◆ **GOAL**
The records should be written out in full, with nothing altered.

◆ **SOURCE RECORDS**
○ ○ ○ ○ ○ ○ ○

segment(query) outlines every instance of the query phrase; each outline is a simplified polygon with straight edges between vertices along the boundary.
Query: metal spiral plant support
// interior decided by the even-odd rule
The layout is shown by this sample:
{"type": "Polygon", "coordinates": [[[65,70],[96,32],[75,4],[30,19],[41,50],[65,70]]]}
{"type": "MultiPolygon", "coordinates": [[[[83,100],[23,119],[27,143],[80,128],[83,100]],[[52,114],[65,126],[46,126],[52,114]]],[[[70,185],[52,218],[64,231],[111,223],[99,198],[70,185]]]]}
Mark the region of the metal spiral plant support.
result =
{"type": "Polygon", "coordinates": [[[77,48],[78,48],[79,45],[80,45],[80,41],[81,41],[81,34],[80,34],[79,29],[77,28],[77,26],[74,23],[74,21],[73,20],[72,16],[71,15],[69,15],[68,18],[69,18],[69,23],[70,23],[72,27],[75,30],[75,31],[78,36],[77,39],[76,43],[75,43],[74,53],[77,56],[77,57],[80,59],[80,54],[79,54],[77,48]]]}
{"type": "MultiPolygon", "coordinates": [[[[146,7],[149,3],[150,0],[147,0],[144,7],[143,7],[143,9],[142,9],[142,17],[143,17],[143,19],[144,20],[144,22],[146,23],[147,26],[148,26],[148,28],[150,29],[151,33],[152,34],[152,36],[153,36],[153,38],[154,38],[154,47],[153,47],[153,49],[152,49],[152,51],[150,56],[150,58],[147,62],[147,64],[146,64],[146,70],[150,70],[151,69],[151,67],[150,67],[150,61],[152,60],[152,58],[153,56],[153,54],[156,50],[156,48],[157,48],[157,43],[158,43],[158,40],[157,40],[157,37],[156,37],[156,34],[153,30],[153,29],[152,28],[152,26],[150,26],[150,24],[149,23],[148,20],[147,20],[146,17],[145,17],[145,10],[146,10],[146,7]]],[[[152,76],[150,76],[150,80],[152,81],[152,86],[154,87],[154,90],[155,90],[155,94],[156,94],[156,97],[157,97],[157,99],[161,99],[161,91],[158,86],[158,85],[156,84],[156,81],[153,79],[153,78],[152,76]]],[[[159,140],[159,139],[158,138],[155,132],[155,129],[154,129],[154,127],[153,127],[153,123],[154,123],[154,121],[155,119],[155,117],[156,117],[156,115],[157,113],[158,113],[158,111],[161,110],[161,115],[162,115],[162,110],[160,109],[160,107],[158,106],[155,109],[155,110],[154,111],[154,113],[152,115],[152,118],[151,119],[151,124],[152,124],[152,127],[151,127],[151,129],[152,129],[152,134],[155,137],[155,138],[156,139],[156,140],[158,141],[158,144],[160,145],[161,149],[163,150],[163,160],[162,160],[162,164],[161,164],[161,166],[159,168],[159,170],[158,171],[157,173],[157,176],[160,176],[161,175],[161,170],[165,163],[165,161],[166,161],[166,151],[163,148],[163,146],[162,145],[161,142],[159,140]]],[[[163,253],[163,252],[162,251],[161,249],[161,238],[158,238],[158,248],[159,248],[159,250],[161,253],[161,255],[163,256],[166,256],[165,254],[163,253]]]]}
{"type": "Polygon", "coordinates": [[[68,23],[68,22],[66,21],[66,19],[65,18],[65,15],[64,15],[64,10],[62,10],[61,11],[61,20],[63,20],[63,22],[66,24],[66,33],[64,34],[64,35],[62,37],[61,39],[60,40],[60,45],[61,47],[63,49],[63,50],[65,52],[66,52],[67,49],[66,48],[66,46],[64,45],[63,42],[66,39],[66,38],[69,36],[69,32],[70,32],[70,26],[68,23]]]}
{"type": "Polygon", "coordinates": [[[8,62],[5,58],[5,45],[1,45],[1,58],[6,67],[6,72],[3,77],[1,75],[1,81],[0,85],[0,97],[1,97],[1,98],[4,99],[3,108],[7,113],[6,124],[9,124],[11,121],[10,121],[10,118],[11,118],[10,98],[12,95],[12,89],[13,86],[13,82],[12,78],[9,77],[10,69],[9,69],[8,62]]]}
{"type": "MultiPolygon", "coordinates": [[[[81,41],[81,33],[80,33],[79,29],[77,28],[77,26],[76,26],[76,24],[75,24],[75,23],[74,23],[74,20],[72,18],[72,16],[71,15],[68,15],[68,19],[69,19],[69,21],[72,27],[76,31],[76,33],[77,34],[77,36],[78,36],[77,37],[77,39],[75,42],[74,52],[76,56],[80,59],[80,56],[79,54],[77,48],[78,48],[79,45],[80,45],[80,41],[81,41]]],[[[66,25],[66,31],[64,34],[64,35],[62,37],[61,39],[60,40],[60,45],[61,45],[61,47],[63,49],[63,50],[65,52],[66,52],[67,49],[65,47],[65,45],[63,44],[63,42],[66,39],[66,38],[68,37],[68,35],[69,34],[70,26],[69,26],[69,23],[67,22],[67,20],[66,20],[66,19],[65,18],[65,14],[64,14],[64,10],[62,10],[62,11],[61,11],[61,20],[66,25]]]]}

○ ○ ○ ○ ○ ○ ○

◆ **ANSWER TO THIS TASK**
segment(query) outlines every instance of the query phrase; each outline is a simplified polygon with straight edges between vertices along the boundary.
Query: metal spiral plant support
// interior decided by the even-odd rule
The layout is shown by this sample:
{"type": "Polygon", "coordinates": [[[65,70],[96,32],[75,4],[30,19],[41,50],[65,70]]]}
{"type": "MultiPolygon", "coordinates": [[[[83,100],[23,119],[27,143],[80,128],[83,100]],[[52,114],[65,126],[46,126],[52,114]]],[[[70,185],[52,218],[64,231],[111,223],[99,198],[70,185]]]]}
Mark the region of the metal spiral plant support.
result =
{"type": "Polygon", "coordinates": [[[77,48],[78,48],[79,45],[80,45],[80,41],[81,41],[81,34],[80,34],[79,29],[77,28],[77,26],[74,23],[74,21],[73,20],[72,16],[71,15],[69,15],[68,18],[69,18],[69,23],[70,23],[72,27],[75,30],[75,31],[78,36],[77,39],[76,43],[75,43],[74,53],[77,56],[77,57],[80,59],[80,54],[79,54],[77,48]]]}
{"type": "MultiPolygon", "coordinates": [[[[146,7],[149,3],[150,0],[147,0],[144,7],[143,7],[143,9],[142,9],[142,17],[143,17],[143,19],[144,20],[144,22],[146,23],[147,26],[148,26],[148,28],[150,29],[151,33],[152,34],[152,36],[153,36],[153,38],[154,38],[154,47],[153,47],[153,49],[152,49],[152,51],[150,56],[150,58],[147,62],[147,64],[146,64],[146,70],[150,70],[151,69],[151,67],[150,67],[150,61],[152,60],[152,58],[153,56],[153,54],[156,50],[156,48],[157,48],[157,43],[158,43],[158,40],[157,40],[157,37],[156,37],[156,34],[153,30],[153,29],[152,28],[152,26],[150,26],[150,24],[149,23],[148,20],[147,20],[146,17],[145,17],[145,10],[146,10],[146,7]]],[[[152,76],[150,76],[150,80],[152,81],[152,86],[154,87],[154,90],[155,90],[155,94],[156,94],[156,97],[157,97],[157,99],[161,99],[161,91],[158,86],[158,85],[156,84],[156,81],[153,79],[153,78],[152,76]]],[[[159,140],[159,139],[158,138],[155,132],[155,129],[154,129],[154,127],[153,127],[153,123],[154,123],[154,121],[155,119],[155,117],[156,117],[156,115],[157,113],[158,113],[158,111],[161,110],[161,115],[162,115],[162,110],[160,109],[160,107],[158,106],[155,109],[155,110],[154,111],[154,113],[152,115],[152,118],[151,119],[151,124],[152,124],[152,127],[151,127],[151,129],[152,129],[152,134],[155,137],[155,138],[156,139],[156,140],[158,141],[158,144],[160,145],[161,149],[163,150],[163,160],[162,160],[162,164],[161,164],[161,166],[159,168],[159,170],[158,171],[157,173],[157,176],[160,176],[161,175],[161,170],[165,163],[165,161],[166,161],[166,151],[163,148],[163,146],[162,145],[161,142],[159,140]]],[[[163,253],[163,252],[162,251],[161,249],[161,238],[158,238],[158,248],[159,248],[159,250],[161,253],[161,255],[163,256],[166,256],[165,254],[163,253]]]]}
{"type": "Polygon", "coordinates": [[[68,23],[68,22],[66,21],[66,19],[65,18],[65,15],[64,15],[64,10],[62,10],[61,11],[61,20],[63,20],[63,22],[66,24],[66,33],[64,34],[64,35],[62,37],[61,39],[60,40],[60,45],[61,47],[63,49],[63,50],[65,52],[66,52],[67,49],[66,48],[66,46],[64,45],[63,42],[66,39],[66,38],[69,36],[69,32],[70,32],[70,26],[68,23]]]}
{"type": "Polygon", "coordinates": [[[8,62],[5,58],[5,45],[1,45],[1,58],[6,67],[6,72],[3,77],[1,75],[1,81],[0,85],[0,97],[1,97],[1,98],[4,99],[3,108],[7,113],[6,124],[9,124],[11,121],[10,121],[10,118],[11,118],[10,98],[12,95],[12,89],[13,86],[13,82],[12,78],[9,77],[10,69],[9,69],[8,62]]]}
{"type": "MultiPolygon", "coordinates": [[[[81,41],[81,33],[80,33],[79,29],[77,28],[77,26],[76,26],[76,24],[75,24],[75,23],[74,23],[74,20],[72,18],[72,16],[71,15],[68,15],[68,19],[69,19],[69,21],[72,27],[76,31],[76,33],[77,34],[77,36],[78,36],[77,37],[77,39],[75,42],[74,52],[76,56],[80,59],[80,56],[79,54],[77,48],[78,48],[79,45],[80,45],[80,41],[81,41]]],[[[66,25],[66,31],[64,34],[64,35],[62,37],[61,39],[60,40],[60,45],[61,45],[61,47],[63,49],[63,50],[65,52],[66,52],[67,49],[65,47],[65,45],[63,44],[63,42],[66,39],[66,38],[68,37],[68,35],[69,34],[70,26],[69,26],[69,23],[67,22],[67,20],[66,20],[66,19],[65,18],[65,14],[64,14],[64,10],[62,10],[62,11],[61,11],[61,20],[66,25]]]]}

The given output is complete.